Natural-language object grounding data
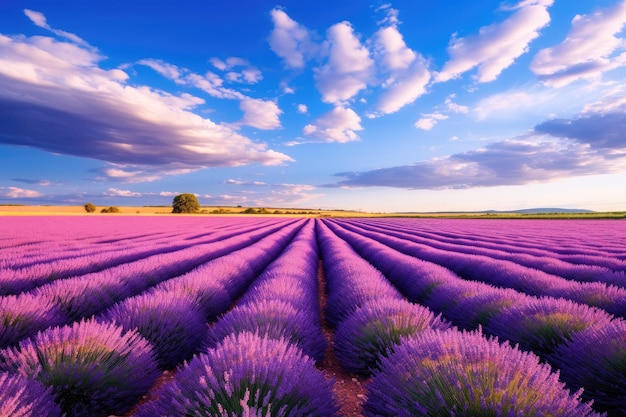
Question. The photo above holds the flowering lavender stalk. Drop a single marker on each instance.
(174, 325)
(245, 375)
(595, 359)
(24, 315)
(275, 320)
(94, 369)
(463, 374)
(23, 397)
(373, 331)
(541, 324)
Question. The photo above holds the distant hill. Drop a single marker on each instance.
(542, 210)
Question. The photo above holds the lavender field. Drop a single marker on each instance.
(237, 316)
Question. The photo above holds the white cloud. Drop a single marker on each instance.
(428, 121)
(290, 40)
(16, 192)
(121, 193)
(348, 68)
(588, 49)
(338, 125)
(58, 99)
(39, 19)
(260, 114)
(496, 47)
(406, 72)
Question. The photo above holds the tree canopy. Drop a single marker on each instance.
(185, 203)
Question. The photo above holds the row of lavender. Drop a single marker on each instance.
(586, 344)
(421, 365)
(102, 346)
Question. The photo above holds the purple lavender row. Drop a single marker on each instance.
(259, 354)
(606, 249)
(546, 261)
(173, 314)
(556, 329)
(71, 299)
(282, 302)
(430, 369)
(15, 281)
(369, 314)
(507, 274)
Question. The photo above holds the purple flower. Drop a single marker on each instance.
(24, 315)
(23, 397)
(246, 375)
(541, 324)
(595, 359)
(276, 320)
(373, 330)
(464, 374)
(174, 325)
(480, 309)
(94, 369)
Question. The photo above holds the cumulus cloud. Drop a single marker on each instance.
(348, 67)
(590, 144)
(261, 114)
(114, 192)
(54, 96)
(405, 72)
(16, 192)
(512, 162)
(290, 40)
(496, 46)
(589, 49)
(428, 121)
(338, 125)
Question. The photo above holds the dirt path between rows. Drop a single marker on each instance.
(349, 390)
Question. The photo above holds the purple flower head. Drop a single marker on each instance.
(276, 320)
(174, 325)
(24, 315)
(210, 295)
(246, 373)
(24, 397)
(372, 332)
(479, 309)
(541, 324)
(595, 359)
(463, 374)
(94, 369)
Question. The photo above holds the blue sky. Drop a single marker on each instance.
(376, 106)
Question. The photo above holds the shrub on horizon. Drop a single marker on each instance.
(89, 208)
(185, 203)
(94, 369)
(24, 397)
(373, 331)
(446, 373)
(111, 209)
(246, 375)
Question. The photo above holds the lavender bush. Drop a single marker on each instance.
(541, 324)
(23, 397)
(372, 332)
(276, 320)
(94, 369)
(245, 375)
(174, 325)
(457, 373)
(595, 359)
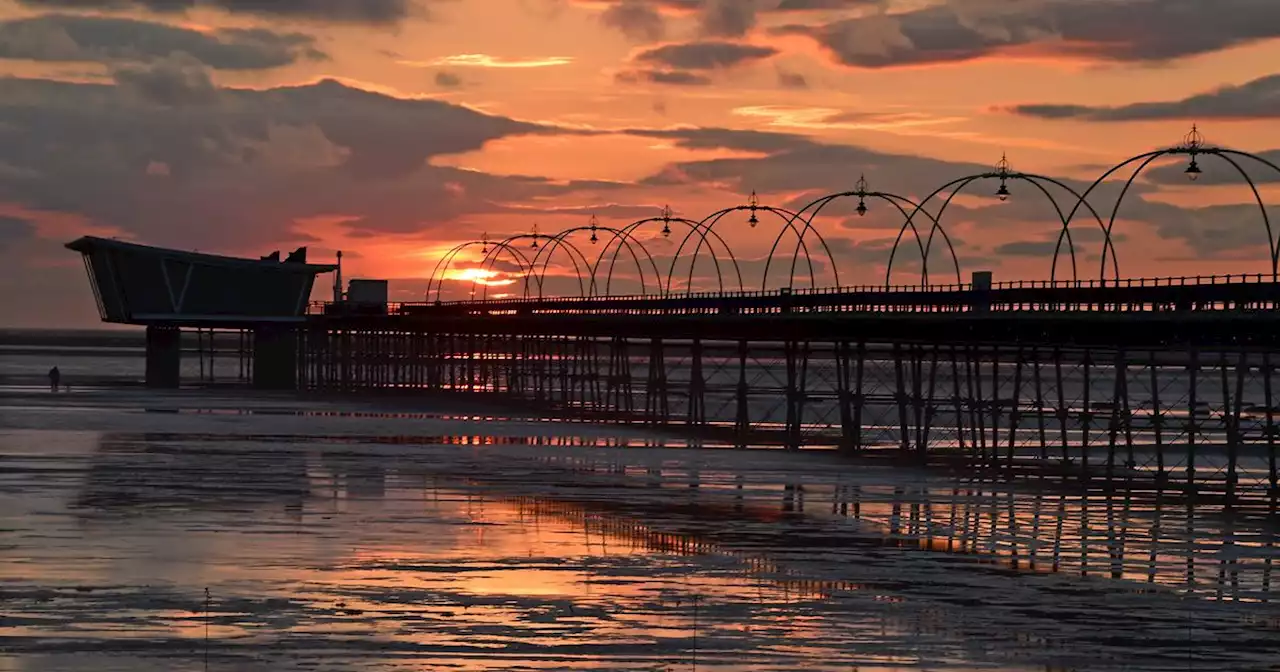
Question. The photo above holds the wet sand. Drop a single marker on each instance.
(370, 535)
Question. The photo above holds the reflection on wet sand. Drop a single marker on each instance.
(499, 556)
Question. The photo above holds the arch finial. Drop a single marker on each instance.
(1193, 141)
(1004, 172)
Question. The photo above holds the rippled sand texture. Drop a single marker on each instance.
(336, 538)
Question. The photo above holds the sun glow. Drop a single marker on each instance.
(490, 278)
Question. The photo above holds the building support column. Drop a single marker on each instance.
(275, 357)
(164, 357)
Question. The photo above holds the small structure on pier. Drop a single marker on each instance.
(169, 289)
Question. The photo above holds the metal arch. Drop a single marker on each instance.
(959, 184)
(447, 261)
(448, 255)
(562, 240)
(714, 218)
(694, 227)
(1151, 156)
(624, 238)
(1033, 179)
(709, 223)
(492, 257)
(818, 205)
(787, 224)
(535, 237)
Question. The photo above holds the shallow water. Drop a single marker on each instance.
(352, 535)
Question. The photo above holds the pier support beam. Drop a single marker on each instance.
(275, 357)
(164, 357)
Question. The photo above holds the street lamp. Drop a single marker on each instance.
(1002, 173)
(1192, 142)
(860, 188)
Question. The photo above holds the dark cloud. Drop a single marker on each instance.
(1258, 99)
(330, 10)
(728, 18)
(174, 81)
(644, 21)
(65, 37)
(636, 19)
(662, 77)
(704, 55)
(238, 172)
(447, 80)
(787, 80)
(1095, 30)
(824, 5)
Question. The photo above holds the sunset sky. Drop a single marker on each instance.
(394, 129)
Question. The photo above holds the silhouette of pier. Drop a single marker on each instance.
(1164, 382)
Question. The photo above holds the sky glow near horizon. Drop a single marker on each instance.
(394, 129)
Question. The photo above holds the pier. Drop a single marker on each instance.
(1166, 383)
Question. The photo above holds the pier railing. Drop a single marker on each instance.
(1137, 295)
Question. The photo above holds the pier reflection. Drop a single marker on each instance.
(490, 556)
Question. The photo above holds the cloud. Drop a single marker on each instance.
(64, 37)
(662, 77)
(787, 80)
(242, 173)
(176, 81)
(728, 18)
(1132, 31)
(704, 55)
(375, 12)
(447, 80)
(636, 19)
(484, 60)
(14, 229)
(644, 21)
(1258, 99)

Brief
Carry over each record above character for character, with the pictures left out.

Expected output
Question. The photo above holds the flowering lavender stalk. Drop a single marker on each instance.
(174, 325)
(245, 375)
(595, 359)
(24, 315)
(275, 320)
(94, 369)
(463, 374)
(23, 397)
(373, 331)
(541, 324)
Question. The photo above holds the distant hill. Drop a single marker on each instance.
(542, 210)
Question. The photo above holds the lavender field. Drop a single marker on each instance.
(237, 316)
Question. The photo above holds the white cloud. Drop a single marker on each instance.
(428, 121)
(290, 40)
(16, 192)
(121, 193)
(348, 68)
(588, 49)
(338, 125)
(58, 99)
(39, 19)
(260, 114)
(496, 47)
(406, 72)
Question. The photo above holds the tree canopy. Drop a single marker on each instance.
(185, 203)
Question. The photo above holds the row of lavender. Drop a single marker on each instance.
(586, 344)
(421, 365)
(102, 346)
Question. The photo above holds the purple lavender row. Drop a single marker on each instance.
(259, 354)
(606, 249)
(546, 261)
(173, 314)
(556, 329)
(71, 299)
(282, 302)
(430, 369)
(15, 281)
(369, 314)
(507, 274)
Question. The photo above holds the purple flower. Drop a single marker on each instance.
(24, 315)
(23, 397)
(246, 375)
(541, 324)
(595, 359)
(276, 320)
(373, 330)
(464, 374)
(174, 325)
(480, 309)
(94, 369)
Question. The photo above holds the cumulus cloud. Drop a single marker on each instance.
(348, 67)
(590, 144)
(261, 114)
(114, 192)
(54, 96)
(405, 72)
(16, 192)
(512, 162)
(290, 40)
(496, 46)
(589, 49)
(428, 121)
(338, 125)
Question. The photo above holds the dirt path between rows. Drop a single marker on each instance.
(349, 390)
Question. The photo above holds the purple flower head. Drop a single marker on each instance.
(276, 320)
(174, 325)
(24, 315)
(210, 295)
(246, 373)
(24, 397)
(372, 332)
(479, 309)
(541, 324)
(595, 359)
(463, 374)
(94, 369)
Question. The photo above holds the blue sky. Drop a single marker on each instance.
(376, 106)
Question. The photo above holds the shrub on horizon. Drop a single marker on each instance.
(89, 208)
(185, 203)
(94, 369)
(24, 397)
(373, 331)
(446, 373)
(111, 209)
(246, 375)
Question. The photo above holds the lavender bush. Drop a single marker on each instance.
(541, 324)
(23, 397)
(372, 332)
(276, 320)
(94, 369)
(245, 375)
(174, 325)
(457, 373)
(595, 359)
Question. The photo above holds the wet sand. Drop a single marker on each instance.
(370, 535)
Question. The photo above holds the reflection on wet sand. Drop a single marker on each instance.
(499, 556)
Question. The photo above holds the arch finial. Drop a single marker on each instance.
(1193, 141)
(1004, 172)
Question. The photo above holds the rippled sand texture. Drop a single marker on each instance.
(336, 538)
Question. The photo above holds the sun glow. Drop a single marker on each instance.
(490, 278)
Question. The photo above holds the building support column. Drop a single marker on each instance.
(275, 357)
(164, 357)
Question. The photo above holds the small structure on pier. Drop a single marker on each instance.
(169, 289)
Question. The photo above holds the metal arch. Drop a single marker on each instance.
(959, 184)
(447, 261)
(448, 255)
(562, 240)
(714, 218)
(694, 227)
(1151, 156)
(624, 238)
(1033, 179)
(709, 223)
(492, 257)
(818, 205)
(787, 224)
(535, 237)
Question. The photo above holds the shallow water. Drop a single marker on each instance.
(352, 535)
Question. The photo above holds the pier support beam. Drop a single marker on each instance.
(275, 357)
(164, 357)
Question. The photo above holds the street lamp. Drop a single marker on each instance.
(1002, 173)
(1192, 142)
(860, 188)
Question. The photo above holds the dark cloud. Drop a single marker on each instance.
(1258, 99)
(330, 10)
(728, 18)
(174, 81)
(644, 21)
(65, 37)
(636, 19)
(662, 77)
(704, 55)
(238, 172)
(447, 80)
(787, 80)
(1095, 30)
(824, 5)
Question. The photo above holds the sunset sky. Drop a single marker on each instance.
(394, 129)
Question. The photo above holds the silhouette of pier. Drop a single marker on each instance.
(1164, 382)
Question. The photo above holds the sky glow near horizon. Drop a single marker on each instance.
(394, 129)
Question. The photo above holds the pier. Drop a single marker on each instance.
(1166, 383)
Question. The photo above holds the pier railing. Drop a single marker on each instance.
(1137, 295)
Question. The photo above holds the pier reflection. Drop a single marker on each instance.
(490, 556)
Question. The photo above holds the cloud. Drop a single marker on each instance.
(64, 37)
(662, 77)
(787, 80)
(242, 173)
(176, 81)
(728, 18)
(1132, 31)
(704, 55)
(375, 12)
(447, 80)
(636, 19)
(484, 60)
(14, 229)
(644, 21)
(1258, 99)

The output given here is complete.